= Fragmento =
Ha llegado el primer mes de un nuevo año. Con la pandemia y su cuarta ola en puerta, algunas volvemos a restringir nuestras salidas. Entre el aumento de los contagios y las necesidades económicas, el miedo se cuela por la ventana como el viento frío. La llamada cuesta de enero nos pega en el bolsillo y en muchas ocasiones también en el ánimo. Como si hubiera escasez de los recursos para la sobrevivencia psicoemocional. Los anuncios en redes y medios masivos nos lanzan mensajes: –Ahora sí iniciar nuestros proyectos, ahora sí darle cauce a todo lo que quedó pendiente, ahora sí terminar el proyecto, ahora sí iniciar la dieta, ahora sí… Cuando escucho, veo o leo estos mensajes me recorre esa electricidad ansiosa de quién solo quiere sobrevivir y pasarla bien en el proceso.

= Material mostrado =
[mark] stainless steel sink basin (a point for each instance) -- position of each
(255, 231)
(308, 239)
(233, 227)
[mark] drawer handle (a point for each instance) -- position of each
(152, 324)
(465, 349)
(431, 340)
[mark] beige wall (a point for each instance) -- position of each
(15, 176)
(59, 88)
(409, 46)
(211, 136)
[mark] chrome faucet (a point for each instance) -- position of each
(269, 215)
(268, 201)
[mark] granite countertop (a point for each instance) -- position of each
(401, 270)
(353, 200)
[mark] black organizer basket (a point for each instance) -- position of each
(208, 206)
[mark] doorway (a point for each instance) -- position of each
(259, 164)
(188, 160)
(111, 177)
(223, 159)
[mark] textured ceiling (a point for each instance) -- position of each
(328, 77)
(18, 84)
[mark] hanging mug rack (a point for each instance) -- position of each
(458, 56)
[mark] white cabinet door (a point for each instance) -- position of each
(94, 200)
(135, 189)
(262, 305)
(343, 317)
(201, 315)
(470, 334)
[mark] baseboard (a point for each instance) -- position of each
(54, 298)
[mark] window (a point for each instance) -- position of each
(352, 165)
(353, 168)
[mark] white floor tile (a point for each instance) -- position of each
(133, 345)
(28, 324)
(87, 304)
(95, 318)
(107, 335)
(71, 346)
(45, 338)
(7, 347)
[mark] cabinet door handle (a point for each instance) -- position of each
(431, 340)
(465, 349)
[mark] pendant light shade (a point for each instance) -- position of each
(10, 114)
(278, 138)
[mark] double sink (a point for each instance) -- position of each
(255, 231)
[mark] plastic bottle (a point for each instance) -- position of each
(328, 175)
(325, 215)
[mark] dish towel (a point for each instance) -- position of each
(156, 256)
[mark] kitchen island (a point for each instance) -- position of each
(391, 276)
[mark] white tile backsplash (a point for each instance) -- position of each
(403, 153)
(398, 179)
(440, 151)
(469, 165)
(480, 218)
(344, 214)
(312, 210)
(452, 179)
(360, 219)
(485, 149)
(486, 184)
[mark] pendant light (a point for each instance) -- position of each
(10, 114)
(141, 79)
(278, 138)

= Tareas =
**a)** Reproduce literalmente el fragmento sobre la cuesta de enero, comenzando en "Ha llegado el" y siguiendo hasta "en el proceso.".
**b)** Por favor, prolonga el texto sobre la cuesta de enero a partir del punto en que se detiene.

= Respuestas por tarea =
**a)**
Ha llegado el primer mes de un nuevo año. Con la pandemia y su cuarta ola en puerta, algunas volvemos a restringir nuestras salidas. Entre el aumento de los contagios y las necesidades económicas, el miedo se cuela por la ventana como el viento frío. La llamada cuesta de enero nos pega en el bolsillo y en muchas ocasiones también en el ánimo. Como si hubiera escasez de los recursos para la sobrevivencia psicoemocional. Los anuncios en redes y medios masivos nos lanzan mensajes: –Ahora sí iniciar nuestros proyectos, ahora sí darle cauce a todo lo que quedó pendiente, ahora sí terminar el proyecto, ahora sí iniciar la dieta, ahora sí… Cuando escucho, veo o leo estos mensajes me recorre esa electricidad ansiosa de quién solo quiere sobrevivir y pasarla bien en el proceso.

**b)**
Me resulta cada vez más difícil tomar ánimos para intentar revertir una situación que es resultado de años de precarización, formas de explotación y falta de empleo digno. Cuando era niña la idea de progresar a partir de la educación formal me fue inculcada como un camino para salir de la pobreza. Hoy sé que aquello es mucho más complejo. En esta Tierra resulta ser un privilegio. La mayoría no ha visitado jamás una universidad, unas pocas hemos paseado por sus pasillos y auditorios; las menos han terminado una licenciatura, sólo un puñado termina una maestría, doctorado y todo lo que ésta por encima de eso.
Prefiero usar por encima de eso porque el tener un grado de estudio se convierte en un estatus social que pone a unas sobre otras. Cuando iba a la universidad no me veía como una persona privilegiada, me pagaba la sobrevivencia con múltiples trabajos explotados, ¿cómo iba yo a tener un privilegio? sin embargo era así porque allí dónde hay un privilegio hay también una carencia. Cuántas como yo quisieron estudiar una licenciatura y no lo lograron.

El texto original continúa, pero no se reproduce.